• **Stored entries**:
[START]

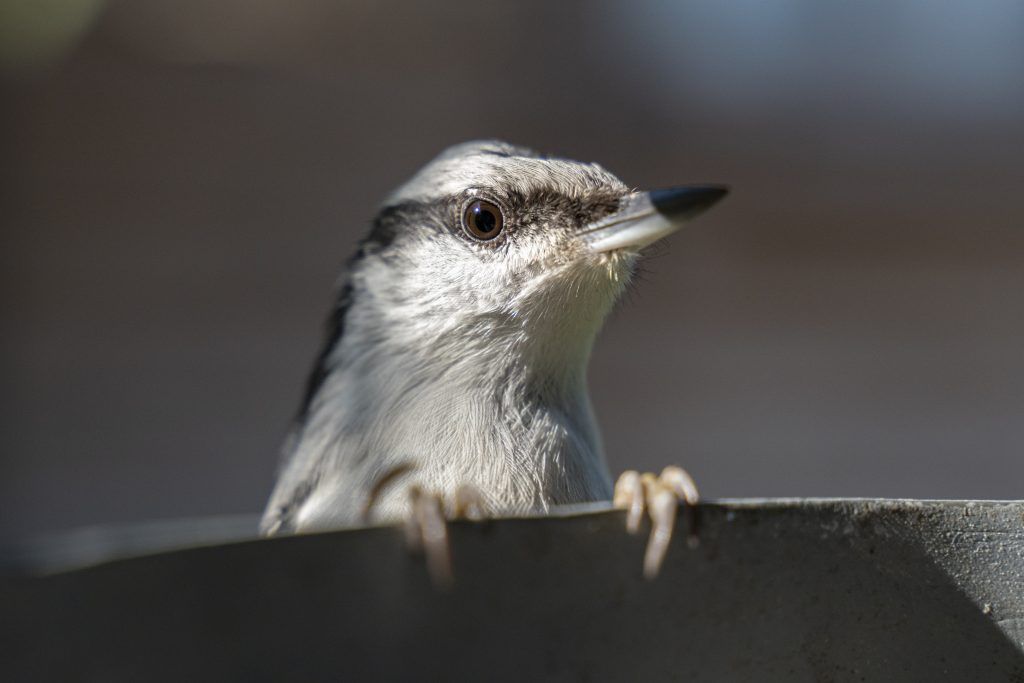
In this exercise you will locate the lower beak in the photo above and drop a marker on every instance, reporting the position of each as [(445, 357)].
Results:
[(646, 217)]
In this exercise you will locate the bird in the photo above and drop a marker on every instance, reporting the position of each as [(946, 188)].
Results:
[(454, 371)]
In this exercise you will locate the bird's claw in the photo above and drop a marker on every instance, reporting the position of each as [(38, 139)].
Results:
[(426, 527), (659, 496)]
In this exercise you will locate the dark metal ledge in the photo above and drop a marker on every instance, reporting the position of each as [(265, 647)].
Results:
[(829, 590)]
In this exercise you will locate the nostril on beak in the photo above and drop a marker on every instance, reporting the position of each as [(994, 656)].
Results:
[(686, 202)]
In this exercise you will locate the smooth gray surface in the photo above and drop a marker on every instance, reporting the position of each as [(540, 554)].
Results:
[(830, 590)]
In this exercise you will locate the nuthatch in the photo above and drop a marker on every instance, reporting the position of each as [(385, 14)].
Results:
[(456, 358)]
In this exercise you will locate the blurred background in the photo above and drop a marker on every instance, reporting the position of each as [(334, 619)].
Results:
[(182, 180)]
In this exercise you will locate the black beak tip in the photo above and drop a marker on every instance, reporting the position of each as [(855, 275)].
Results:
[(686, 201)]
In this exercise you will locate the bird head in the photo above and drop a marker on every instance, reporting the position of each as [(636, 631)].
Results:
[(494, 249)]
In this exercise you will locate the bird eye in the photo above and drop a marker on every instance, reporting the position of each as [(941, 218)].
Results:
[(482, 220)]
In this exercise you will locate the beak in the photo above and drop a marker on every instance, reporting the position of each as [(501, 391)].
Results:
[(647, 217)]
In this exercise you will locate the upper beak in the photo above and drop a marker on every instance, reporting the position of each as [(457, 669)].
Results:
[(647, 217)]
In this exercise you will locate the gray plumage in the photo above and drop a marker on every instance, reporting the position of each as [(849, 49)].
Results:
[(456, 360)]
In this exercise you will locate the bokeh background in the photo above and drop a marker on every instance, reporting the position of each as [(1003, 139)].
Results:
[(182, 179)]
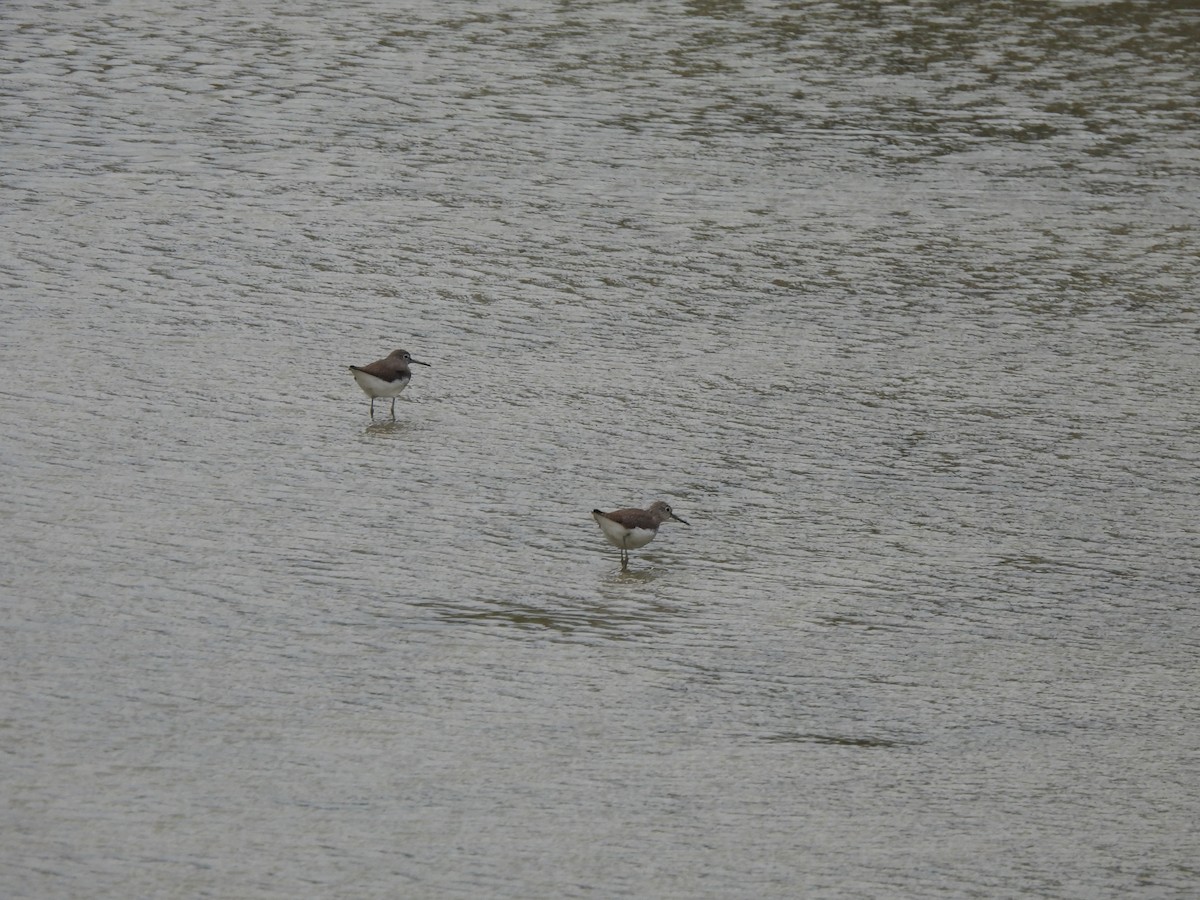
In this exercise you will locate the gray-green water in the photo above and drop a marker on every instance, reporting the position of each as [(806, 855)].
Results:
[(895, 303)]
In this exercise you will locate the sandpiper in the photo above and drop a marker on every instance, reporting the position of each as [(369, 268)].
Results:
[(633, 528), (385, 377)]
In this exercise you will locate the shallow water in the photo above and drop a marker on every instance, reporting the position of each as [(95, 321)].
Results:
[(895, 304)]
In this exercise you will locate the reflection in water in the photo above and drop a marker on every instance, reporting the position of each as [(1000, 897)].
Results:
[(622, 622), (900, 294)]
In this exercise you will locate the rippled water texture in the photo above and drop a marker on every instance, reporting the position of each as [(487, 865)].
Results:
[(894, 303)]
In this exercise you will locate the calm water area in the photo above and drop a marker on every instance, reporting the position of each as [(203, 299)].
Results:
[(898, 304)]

[END]
[START]

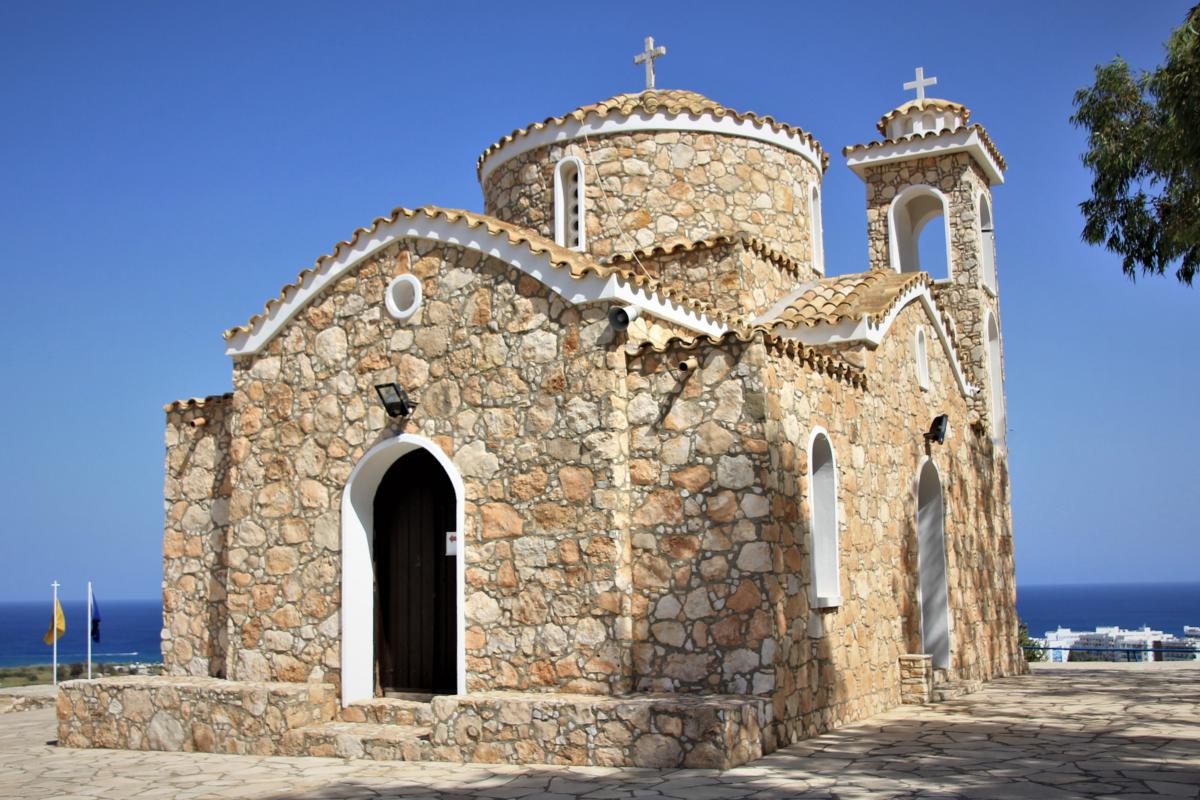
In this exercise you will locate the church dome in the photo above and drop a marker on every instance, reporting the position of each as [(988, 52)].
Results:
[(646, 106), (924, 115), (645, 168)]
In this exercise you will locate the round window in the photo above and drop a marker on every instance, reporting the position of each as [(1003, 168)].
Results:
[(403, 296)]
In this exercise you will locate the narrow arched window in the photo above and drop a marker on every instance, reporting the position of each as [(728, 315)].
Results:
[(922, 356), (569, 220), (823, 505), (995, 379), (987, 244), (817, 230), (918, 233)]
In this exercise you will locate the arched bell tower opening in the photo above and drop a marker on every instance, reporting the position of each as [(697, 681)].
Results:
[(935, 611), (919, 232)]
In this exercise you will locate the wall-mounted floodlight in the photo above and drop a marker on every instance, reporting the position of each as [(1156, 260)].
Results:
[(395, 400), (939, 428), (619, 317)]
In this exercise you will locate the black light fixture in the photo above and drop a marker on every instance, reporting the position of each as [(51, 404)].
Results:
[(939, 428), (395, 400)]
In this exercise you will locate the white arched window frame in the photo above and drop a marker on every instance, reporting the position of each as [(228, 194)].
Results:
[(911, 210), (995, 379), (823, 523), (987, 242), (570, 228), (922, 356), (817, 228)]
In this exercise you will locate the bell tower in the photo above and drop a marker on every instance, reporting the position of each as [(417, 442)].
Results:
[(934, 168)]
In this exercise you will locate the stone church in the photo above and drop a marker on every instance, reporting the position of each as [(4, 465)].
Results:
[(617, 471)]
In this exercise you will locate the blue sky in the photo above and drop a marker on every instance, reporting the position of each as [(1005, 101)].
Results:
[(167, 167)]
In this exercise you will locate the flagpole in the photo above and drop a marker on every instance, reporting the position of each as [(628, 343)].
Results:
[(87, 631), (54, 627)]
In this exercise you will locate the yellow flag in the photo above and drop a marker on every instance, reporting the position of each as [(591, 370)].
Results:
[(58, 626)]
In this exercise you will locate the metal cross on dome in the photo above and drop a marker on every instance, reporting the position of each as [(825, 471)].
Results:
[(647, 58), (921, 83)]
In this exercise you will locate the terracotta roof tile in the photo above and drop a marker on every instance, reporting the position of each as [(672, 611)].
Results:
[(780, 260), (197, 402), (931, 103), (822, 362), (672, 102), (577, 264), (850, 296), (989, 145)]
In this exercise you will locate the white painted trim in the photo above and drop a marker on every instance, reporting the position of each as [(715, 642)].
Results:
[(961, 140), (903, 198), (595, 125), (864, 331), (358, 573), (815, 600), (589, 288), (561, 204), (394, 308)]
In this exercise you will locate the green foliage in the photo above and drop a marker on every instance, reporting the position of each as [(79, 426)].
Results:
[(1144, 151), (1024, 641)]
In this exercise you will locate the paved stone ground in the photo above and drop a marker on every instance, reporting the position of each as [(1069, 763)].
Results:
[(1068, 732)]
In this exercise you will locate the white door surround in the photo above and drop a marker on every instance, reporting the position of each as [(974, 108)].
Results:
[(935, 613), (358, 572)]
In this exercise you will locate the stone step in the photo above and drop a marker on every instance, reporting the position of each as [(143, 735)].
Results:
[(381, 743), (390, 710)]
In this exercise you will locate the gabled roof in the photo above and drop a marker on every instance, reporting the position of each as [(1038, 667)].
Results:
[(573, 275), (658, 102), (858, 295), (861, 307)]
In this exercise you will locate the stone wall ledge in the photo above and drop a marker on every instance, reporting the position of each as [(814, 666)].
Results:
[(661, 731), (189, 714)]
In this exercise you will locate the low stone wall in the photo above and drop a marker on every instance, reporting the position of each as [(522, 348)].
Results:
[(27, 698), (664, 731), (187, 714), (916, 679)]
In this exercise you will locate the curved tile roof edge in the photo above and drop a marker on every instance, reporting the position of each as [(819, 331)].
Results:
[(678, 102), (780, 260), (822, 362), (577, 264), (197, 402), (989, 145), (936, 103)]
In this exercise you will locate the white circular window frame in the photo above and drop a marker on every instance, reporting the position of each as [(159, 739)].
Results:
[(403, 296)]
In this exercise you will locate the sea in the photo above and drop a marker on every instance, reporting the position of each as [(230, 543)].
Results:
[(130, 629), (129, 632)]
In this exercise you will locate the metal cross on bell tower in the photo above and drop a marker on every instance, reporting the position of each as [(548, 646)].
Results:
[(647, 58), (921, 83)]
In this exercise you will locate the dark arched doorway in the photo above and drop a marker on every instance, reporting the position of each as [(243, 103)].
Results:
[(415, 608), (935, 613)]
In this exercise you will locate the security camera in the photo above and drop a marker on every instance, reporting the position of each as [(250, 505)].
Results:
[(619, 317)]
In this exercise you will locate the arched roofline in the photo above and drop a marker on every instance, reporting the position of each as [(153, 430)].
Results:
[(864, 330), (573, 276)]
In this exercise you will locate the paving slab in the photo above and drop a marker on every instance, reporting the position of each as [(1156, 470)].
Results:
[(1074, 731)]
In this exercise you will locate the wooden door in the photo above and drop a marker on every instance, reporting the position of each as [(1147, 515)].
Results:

[END]

• **EXERCISE**:
Reproduce the rows verbatim, everything from the line containing "In this exercise you will locate the dark metal" down to the line containing "[(686, 201)]", both included.

• **OUTPUT OF THE EXERCISE**:
In this exercise you will locate the dark metal ledge in the photo above and drop a marker on every instance, reporting the position of each as [(265, 647)].
Results:
[(829, 590)]
In this exercise you will locate the nostril on beak in the photo above and drop a marker on every instance, reporting the position of each as [(994, 656)].
Results:
[(686, 202)]
In this exercise you will locate the smooth gray surface in the photo above and drop a marker on every instance, reporting the position of each as [(540, 554)].
Results:
[(830, 590)]
In this exercise you will locate the nuthatch in the photo above and drop a marker on every instance, reporting the position of each as [(385, 14)].
Results:
[(456, 358)]
In this exercise you will locate the blurred background in the photo above and drop a marker on every instance, reporting the position of each as [(334, 619)].
Results:
[(182, 180)]
In this exercise you will locate the black beak tip in the photo above and drop a marker on every instance, reporting the position of each as [(855, 275)].
Results:
[(686, 201)]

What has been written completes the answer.